* [Exercise requirements]
A – According to the article on ear infection guidelines, for how many hours can children without a high fever, severe pain or other complications be watched without antibiotic treatment?
B – Please continue the article on ear infection guidelines, picking up right after its last sentence.

* [Selected excerpt]
******
Young children with ear infections don’t necessarily need antibiotic treatment right away. In fact, they may not need the medication at all, according to new guidelines from an influential group of doctors.
Children ages 6 months to 2 years with an infection in one ear who don’t have a high fever, severe pain or other complications can be watched for 48 hours without antibiotic treatment to see if the infection gets worse, the guidelines say. The same watching period applies to older children with a mild infection in one or both ears.
The new guidelines, from the American Academy of Pediatrics, are intended to reduce unnecessary use of antibiotics. While previous guidelines from the AAP proposed a watching period for older children with mild ear infections, the new guidelines are more specific about how to diagnose infections and include younger children.
The guidelines specifically discuss recommendations for acute otitis media, or infections or inflammation of the middle ear, the most common type of ear infection, and the most common reason U.S. kids receive antibiotics, the AAP says. The AAP also recommends against the use of antibiotics to prevent future ear infections in kids who frequently get such infections.
******
* [Extracted data]
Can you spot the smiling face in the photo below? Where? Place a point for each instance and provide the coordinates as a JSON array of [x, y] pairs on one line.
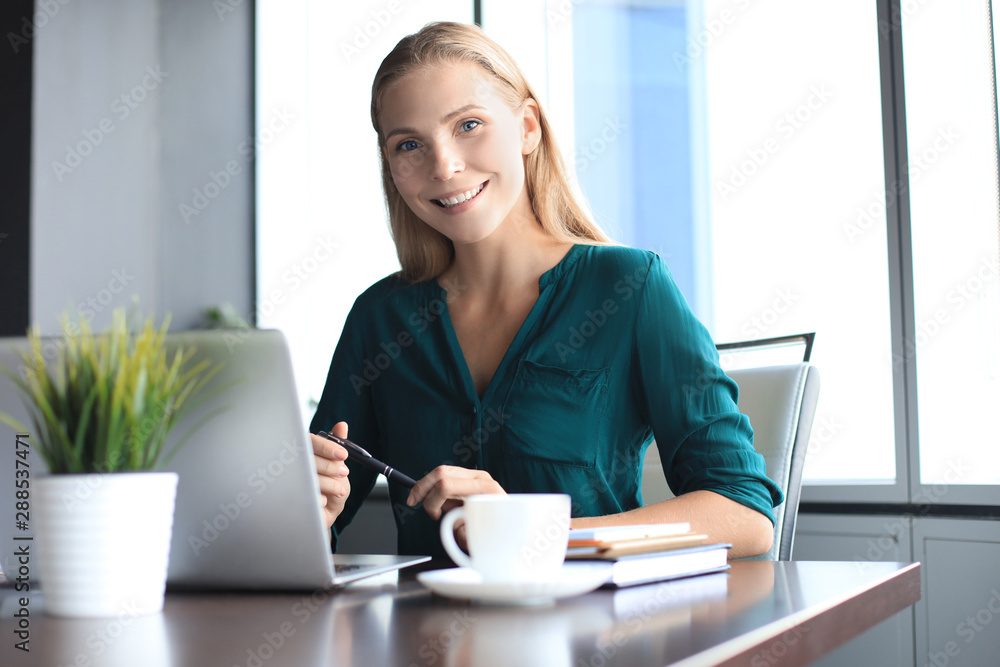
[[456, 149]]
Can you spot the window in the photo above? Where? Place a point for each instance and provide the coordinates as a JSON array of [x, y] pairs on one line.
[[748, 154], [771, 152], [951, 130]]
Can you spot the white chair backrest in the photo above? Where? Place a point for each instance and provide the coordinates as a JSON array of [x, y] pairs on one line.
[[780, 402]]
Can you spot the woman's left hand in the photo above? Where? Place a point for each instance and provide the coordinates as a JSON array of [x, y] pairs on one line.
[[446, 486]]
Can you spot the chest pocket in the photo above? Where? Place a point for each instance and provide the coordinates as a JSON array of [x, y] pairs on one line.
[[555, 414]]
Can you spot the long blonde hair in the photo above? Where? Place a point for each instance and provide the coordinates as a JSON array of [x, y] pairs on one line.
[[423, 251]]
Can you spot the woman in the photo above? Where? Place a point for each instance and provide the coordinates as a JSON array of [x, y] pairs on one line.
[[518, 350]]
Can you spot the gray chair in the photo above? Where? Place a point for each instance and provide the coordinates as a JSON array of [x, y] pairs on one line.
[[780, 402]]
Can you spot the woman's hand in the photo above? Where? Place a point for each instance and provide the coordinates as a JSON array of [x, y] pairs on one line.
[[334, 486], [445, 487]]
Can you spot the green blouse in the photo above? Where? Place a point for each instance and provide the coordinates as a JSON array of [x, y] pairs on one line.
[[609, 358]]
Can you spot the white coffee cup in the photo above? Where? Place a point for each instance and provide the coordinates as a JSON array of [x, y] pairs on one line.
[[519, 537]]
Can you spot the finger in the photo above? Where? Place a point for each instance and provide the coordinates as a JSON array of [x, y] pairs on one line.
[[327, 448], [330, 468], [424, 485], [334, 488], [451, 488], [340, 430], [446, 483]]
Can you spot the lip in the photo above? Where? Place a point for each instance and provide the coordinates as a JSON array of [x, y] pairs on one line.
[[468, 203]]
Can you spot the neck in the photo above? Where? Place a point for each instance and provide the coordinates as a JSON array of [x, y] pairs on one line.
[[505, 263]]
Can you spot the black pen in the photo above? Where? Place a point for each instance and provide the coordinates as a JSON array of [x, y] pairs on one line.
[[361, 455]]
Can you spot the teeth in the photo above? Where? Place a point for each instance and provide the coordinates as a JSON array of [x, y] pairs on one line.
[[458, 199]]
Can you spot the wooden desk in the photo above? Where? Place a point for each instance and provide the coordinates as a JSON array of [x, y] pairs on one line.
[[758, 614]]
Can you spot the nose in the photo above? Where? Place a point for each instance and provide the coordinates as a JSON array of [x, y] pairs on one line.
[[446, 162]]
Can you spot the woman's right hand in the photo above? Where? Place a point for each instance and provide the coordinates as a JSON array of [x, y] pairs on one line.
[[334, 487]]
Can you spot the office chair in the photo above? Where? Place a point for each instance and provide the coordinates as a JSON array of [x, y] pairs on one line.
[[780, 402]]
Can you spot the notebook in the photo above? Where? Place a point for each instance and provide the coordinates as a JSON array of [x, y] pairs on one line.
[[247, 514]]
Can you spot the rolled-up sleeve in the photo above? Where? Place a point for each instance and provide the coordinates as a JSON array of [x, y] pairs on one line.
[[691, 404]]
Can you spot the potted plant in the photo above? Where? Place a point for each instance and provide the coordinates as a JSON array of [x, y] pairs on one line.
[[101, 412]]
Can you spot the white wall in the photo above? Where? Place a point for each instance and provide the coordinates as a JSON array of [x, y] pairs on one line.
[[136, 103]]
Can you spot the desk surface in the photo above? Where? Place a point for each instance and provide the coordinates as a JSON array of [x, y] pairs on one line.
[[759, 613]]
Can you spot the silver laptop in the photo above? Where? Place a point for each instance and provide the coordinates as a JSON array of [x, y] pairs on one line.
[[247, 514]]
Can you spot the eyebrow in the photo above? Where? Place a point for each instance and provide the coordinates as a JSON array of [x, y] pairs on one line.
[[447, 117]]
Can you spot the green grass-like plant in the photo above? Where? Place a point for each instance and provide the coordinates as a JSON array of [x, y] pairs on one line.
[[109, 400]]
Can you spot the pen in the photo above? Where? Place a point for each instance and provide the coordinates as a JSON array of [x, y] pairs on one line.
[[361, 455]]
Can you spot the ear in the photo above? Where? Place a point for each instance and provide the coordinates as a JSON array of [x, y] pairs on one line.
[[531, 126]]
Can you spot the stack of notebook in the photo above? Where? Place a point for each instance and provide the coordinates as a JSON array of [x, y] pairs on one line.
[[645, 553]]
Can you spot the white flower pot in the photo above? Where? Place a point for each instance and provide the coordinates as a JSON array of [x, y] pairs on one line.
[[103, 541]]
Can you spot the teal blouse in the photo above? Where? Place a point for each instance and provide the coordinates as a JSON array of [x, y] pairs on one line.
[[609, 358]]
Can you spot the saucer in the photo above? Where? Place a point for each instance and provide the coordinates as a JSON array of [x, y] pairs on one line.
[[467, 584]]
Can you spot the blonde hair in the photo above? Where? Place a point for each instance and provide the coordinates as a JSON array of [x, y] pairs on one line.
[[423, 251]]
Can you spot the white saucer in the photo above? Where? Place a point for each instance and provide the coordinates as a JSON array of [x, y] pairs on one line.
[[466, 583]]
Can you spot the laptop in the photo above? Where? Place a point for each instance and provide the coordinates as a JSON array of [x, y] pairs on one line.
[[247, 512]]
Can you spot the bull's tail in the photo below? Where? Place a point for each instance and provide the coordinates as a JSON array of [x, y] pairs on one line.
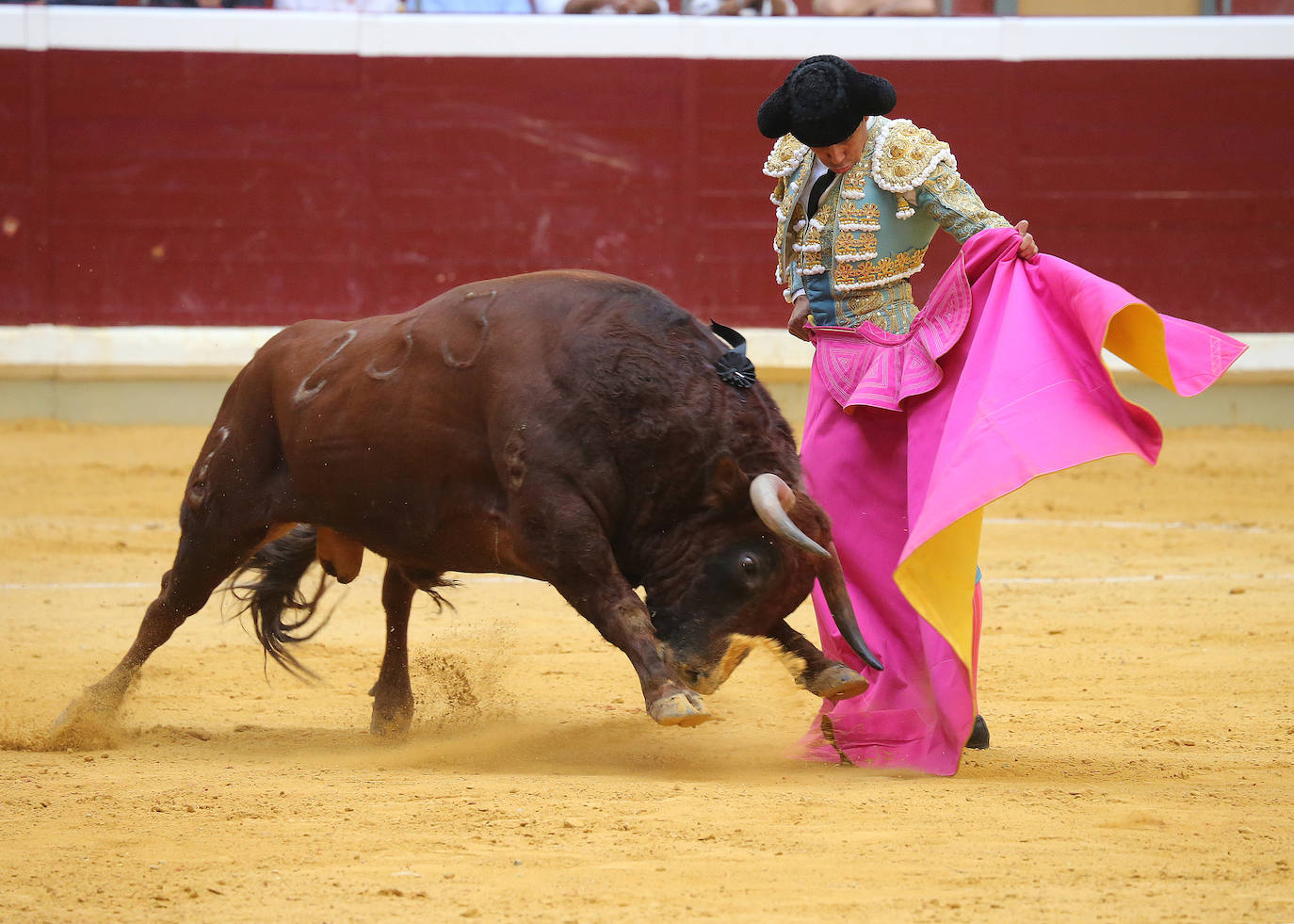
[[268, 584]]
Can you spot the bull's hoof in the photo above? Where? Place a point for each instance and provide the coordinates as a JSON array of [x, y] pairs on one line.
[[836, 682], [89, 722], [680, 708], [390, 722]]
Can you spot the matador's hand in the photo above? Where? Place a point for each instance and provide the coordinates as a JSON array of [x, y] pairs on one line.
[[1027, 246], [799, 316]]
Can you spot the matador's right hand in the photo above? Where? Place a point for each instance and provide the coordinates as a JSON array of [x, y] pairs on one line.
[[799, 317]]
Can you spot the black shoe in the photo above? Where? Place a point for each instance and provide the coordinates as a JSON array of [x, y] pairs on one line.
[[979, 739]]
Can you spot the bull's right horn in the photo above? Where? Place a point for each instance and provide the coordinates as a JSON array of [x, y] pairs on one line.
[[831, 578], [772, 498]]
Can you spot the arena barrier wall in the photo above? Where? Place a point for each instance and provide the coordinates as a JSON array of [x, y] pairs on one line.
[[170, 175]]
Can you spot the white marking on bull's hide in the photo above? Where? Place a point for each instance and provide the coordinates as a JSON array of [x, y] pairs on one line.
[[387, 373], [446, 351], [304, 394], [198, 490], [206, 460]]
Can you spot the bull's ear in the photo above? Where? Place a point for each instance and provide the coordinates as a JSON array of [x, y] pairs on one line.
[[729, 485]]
******
* [Results of the exercise]
A – 48 hours.

B –
“We do believe there’s overuse of antibiotics in the community,” said Dr. Andres Orjuela, an ear, nose and throat specialist at Miami Children’s Hospital, who was not involved in developing the new recommendations. The new guidelines are a helpful tool for instructing physicians on how to go about diagnosing and treating ear infections, Orjuela said.
Studies show that often, kids with a mild ear infectios will get better without antibiotics within a few days, and delaying treatment doesn’t have repercussions for the child, Orjuela said. Painkillers such as ibuprofen or acetaminophen can help with pain.
However, some kids will need antibiotics, including young children who have an infection in both ears, and all kids whose symptoms persist for more than 48 hours. Doctors who take a “wait and see” approach to treating ear infections need to be sure the child can be reevaluated within a few days, and provide treatment if necessary, Orjuela said.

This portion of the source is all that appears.